* _Task instructions_: Please write out each entry below exactly as given.

* _Data under study_:
☆ ☆ ☆ ☆ ☆ ☆ ☆

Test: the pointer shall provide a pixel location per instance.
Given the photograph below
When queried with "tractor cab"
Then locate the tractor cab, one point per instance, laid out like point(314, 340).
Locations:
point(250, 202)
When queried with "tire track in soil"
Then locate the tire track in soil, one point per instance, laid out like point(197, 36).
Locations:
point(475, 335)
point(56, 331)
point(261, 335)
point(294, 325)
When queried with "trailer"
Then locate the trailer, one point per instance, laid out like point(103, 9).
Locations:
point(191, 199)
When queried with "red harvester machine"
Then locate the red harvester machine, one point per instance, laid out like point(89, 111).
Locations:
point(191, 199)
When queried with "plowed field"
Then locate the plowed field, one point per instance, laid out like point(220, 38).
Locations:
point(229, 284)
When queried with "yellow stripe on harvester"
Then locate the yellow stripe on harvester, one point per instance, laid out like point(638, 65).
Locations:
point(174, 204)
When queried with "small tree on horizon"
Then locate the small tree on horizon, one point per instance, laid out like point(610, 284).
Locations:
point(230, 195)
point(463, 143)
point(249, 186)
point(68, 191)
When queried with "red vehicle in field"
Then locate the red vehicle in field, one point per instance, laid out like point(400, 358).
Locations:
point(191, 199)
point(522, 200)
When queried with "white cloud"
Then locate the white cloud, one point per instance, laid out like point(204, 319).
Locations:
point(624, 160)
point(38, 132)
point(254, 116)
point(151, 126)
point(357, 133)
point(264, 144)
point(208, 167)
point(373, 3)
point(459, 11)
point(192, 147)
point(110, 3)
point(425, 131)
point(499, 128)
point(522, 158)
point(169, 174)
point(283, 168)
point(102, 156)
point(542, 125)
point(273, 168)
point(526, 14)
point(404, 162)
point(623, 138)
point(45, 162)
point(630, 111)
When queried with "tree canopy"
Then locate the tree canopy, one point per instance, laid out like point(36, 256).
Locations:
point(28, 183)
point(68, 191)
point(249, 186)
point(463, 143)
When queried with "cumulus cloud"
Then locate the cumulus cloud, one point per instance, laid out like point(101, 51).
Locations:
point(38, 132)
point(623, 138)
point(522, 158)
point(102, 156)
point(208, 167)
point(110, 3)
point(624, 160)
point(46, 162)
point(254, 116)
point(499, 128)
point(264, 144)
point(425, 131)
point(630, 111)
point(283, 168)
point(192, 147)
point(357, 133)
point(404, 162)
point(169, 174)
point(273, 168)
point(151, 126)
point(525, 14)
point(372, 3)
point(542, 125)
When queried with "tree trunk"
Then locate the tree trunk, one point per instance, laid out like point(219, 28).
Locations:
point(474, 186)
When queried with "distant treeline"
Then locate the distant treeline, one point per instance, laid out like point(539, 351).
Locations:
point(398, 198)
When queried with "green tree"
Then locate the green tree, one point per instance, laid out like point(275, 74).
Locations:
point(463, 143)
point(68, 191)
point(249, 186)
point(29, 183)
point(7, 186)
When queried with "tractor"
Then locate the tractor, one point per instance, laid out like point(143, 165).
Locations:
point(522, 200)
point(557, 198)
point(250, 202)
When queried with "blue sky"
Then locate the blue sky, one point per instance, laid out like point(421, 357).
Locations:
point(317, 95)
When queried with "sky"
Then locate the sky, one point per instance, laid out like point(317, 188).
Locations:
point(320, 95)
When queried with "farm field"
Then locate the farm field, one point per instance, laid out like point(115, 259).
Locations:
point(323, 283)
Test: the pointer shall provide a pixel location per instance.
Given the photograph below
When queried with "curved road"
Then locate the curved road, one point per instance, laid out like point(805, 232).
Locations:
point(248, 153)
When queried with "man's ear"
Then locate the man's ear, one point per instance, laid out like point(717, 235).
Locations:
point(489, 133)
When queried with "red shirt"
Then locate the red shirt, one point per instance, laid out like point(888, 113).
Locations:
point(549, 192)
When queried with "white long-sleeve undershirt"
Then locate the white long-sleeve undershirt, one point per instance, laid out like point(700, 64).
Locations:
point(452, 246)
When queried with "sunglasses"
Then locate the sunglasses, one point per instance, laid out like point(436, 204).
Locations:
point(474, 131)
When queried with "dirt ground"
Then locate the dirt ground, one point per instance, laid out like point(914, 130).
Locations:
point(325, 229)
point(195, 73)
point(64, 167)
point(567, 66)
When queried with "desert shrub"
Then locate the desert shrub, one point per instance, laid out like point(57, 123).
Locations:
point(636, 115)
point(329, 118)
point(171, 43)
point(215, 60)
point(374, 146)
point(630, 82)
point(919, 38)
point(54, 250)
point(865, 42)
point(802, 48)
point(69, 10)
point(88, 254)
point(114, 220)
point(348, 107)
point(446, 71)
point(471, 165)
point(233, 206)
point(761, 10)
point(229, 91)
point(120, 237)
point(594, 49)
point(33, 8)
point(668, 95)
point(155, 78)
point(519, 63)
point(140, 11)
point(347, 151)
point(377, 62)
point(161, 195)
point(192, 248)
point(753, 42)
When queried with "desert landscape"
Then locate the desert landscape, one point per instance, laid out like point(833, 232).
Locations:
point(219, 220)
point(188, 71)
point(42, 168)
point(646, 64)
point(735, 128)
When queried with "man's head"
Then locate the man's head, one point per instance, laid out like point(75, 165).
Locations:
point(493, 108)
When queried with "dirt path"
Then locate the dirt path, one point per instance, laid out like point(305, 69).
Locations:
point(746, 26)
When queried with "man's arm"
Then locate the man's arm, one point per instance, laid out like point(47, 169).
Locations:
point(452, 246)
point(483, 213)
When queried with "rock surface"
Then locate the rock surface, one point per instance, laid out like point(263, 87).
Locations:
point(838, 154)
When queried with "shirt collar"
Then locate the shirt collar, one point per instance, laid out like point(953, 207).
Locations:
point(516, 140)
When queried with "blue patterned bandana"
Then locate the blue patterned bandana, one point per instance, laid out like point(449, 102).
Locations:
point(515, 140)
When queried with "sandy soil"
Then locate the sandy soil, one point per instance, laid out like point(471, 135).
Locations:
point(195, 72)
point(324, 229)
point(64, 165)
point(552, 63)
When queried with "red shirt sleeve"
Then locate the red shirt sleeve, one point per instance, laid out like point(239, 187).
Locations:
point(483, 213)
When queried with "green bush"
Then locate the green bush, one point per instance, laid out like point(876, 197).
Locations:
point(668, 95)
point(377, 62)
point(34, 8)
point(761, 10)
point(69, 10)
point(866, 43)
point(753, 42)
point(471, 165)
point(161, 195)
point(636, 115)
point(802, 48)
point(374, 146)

☆ ☆ ☆ ☆ ☆ ☆ ☆

* _Solution to this task_:
Test: the pointer shall provide a pixel location per instance.
Given the photograph below
When queried with "tractor cab"
Then locate the tractor cab, one point per instance, laid out like point(314, 340).
Locations:
point(250, 202)
When queried with "tire track in soil"
Then locate the tire track in soil, one point per instance, laid out like point(197, 36).
Locations:
point(475, 335)
point(56, 331)
point(261, 335)
point(294, 325)
When queried with "trailer"
Then locate the trailer, one point per instance, laid out like point(103, 9).
Locations:
point(191, 199)
When queried with "red harvester machine"
Then locate the red harvester machine, one point per instance, laid out like point(89, 111).
Locations:
point(191, 199)
When queried with "plowed field"
Then locate the plowed field, one point per instance, laid out like point(220, 38).
Locations:
point(229, 284)
When queried with "yellow stripe on harvester"
Then locate the yellow stripe on harvester, one point per instance, laid out like point(638, 65).
Locations:
point(174, 204)
When queried with "small tree on horizon"
Then locate the small tree on horizon, one point per instance, laid out like point(610, 284).
Locations:
point(230, 195)
point(463, 143)
point(249, 186)
point(68, 191)
When queried with "red vehicle in field"
Then locate the red vehicle in field, one point per instance, laid out like point(400, 358).
Locations:
point(191, 199)
point(522, 200)
When queried with "white cloud"
Then locate the white cloud, one point per instance, laid out like point(204, 319).
Locations:
point(624, 160)
point(38, 132)
point(254, 116)
point(151, 126)
point(357, 133)
point(264, 144)
point(208, 167)
point(373, 3)
point(459, 11)
point(192, 147)
point(110, 3)
point(425, 131)
point(499, 128)
point(522, 158)
point(169, 174)
point(283, 168)
point(102, 156)
point(542, 125)
point(273, 168)
point(526, 14)
point(404, 162)
point(623, 138)
point(45, 162)
point(630, 111)
When queried with "tree canopy"
Then locate the tree canopy, one point per instance, laid out like point(36, 256).
Locations:
point(28, 183)
point(68, 191)
point(249, 186)
point(463, 143)
When queried with "cumulus cloud"
Then locate the cumulus cloud, one point per instance, laid out like point(101, 51).
Locations:
point(38, 132)
point(623, 138)
point(522, 158)
point(102, 156)
point(208, 167)
point(110, 3)
point(624, 160)
point(46, 162)
point(254, 116)
point(499, 128)
point(264, 144)
point(425, 131)
point(630, 111)
point(283, 168)
point(192, 147)
point(357, 133)
point(404, 162)
point(169, 174)
point(273, 168)
point(151, 126)
point(525, 14)
point(372, 3)
point(542, 125)
When queried with "tree trunk"
Then locate the tree trunk, one point per instance, laid out like point(219, 28).
Locations:
point(474, 186)
When queried with "distant treeline"
Then locate the distant treeline, one point per instance, laid out like point(539, 351).
Locations:
point(398, 198)
When queried with "green tree"
Then locate the green tree, one point per instance, laid out like point(275, 74).
Locations:
point(463, 143)
point(68, 191)
point(249, 186)
point(29, 183)
point(7, 186)
When queried with "tractor"
Then locate the tractor, one point per instance, laid out like point(143, 165).
Locations:
point(522, 200)
point(557, 198)
point(250, 202)
When queried with "blue sky"
Then locate the blue sky, one point per instance, laid out like point(421, 357).
Locations:
point(317, 95)
When queried with "sky"
Then locate the sky, one point per instance, laid out like point(317, 188).
Locations:
point(320, 95)
When queried with "farm field"
Then locate the farm field, one point per instance, laid out like point(115, 259).
Locations:
point(323, 283)
Test: the pointer shall provide a pixel location per instance.
Given the photograph below
When queried with "curved road"
Then locate the curved road, one point per instance, laid out like point(805, 232).
Locations:
point(248, 153)
When queried with "man's ear"
Then locate the man's ear, one point per instance, laid out like point(717, 235).
Locations:
point(489, 133)
When queried with "red shirt"
Then locate the red shirt, one point per instance, laid out like point(888, 113).
Locations:
point(549, 192)
When queried with "white long-sleeve undershirt"
Then locate the white long-sleeve undershirt, one point per instance, laid out like point(700, 64).
Locations:
point(452, 246)
When queried with "sunglasses"
Then locate the sunglasses, one point per instance, laid out like point(436, 204).
Locations:
point(474, 131)
When queried with "dirt ground"
Then locate the dirt ground, one point per instance, laid out like point(914, 130).
Locations:
point(325, 229)
point(195, 73)
point(64, 167)
point(567, 66)
When queried with "desert shrub"
Then locate the desert shrub, one point per instance, laid out like point(57, 123).
Locations:
point(636, 115)
point(329, 118)
point(171, 43)
point(215, 60)
point(374, 146)
point(630, 82)
point(919, 38)
point(54, 250)
point(865, 42)
point(802, 48)
point(69, 10)
point(88, 254)
point(114, 220)
point(348, 107)
point(446, 71)
point(471, 165)
point(233, 206)
point(761, 10)
point(229, 91)
point(120, 237)
point(594, 49)
point(33, 8)
point(668, 95)
point(155, 78)
point(519, 63)
point(140, 11)
point(347, 151)
point(377, 62)
point(161, 195)
point(192, 248)
point(753, 42)
When queried with "desert landscape"
Then locate the desert landscape, one point per instance, laid out like point(833, 232).
Locations:
point(219, 220)
point(188, 71)
point(42, 168)
point(646, 64)
point(735, 128)
When queried with "man's head"
Then locate the man's head, one point per instance, laid out like point(75, 165).
Locations:
point(493, 108)
When queried with "dirt path"
Then locate the dirt path, one point per instance, laid out like point(305, 69).
Locations:
point(746, 26)
When queried with "man's arm"
Then locate the man's arm, one point per instance, laid out like point(47, 169).
Locations:
point(452, 246)
point(483, 213)
When queried with "rock surface"
Then locate the rock surface, one point per instance, laid out like point(263, 87).
Locations:
point(838, 154)
When queried with "shirt collar"
Then locate the shirt collar, one point per instance, laid out like point(953, 207).
Locations:
point(516, 140)
When queried with "blue patterned bandana"
Then locate the blue patterned bandana, one point per instance, laid out like point(449, 102).
Locations:
point(515, 140)
When queried with "sandy soil"
Then locate the sandy soil, one point per instance, laid out like point(471, 135).
Locations:
point(195, 72)
point(324, 229)
point(64, 165)
point(552, 63)
When queried with "red shirt sleeve"
Then locate the red shirt sleeve, one point per instance, laid out like point(239, 187).
Locations:
point(483, 213)
When queried with "green bush"
Then locate the green bush, one point per instance, laid out like point(876, 197).
Locations:
point(668, 95)
point(377, 62)
point(34, 8)
point(761, 10)
point(69, 10)
point(866, 43)
point(753, 42)
point(471, 165)
point(161, 195)
point(636, 115)
point(802, 48)
point(374, 146)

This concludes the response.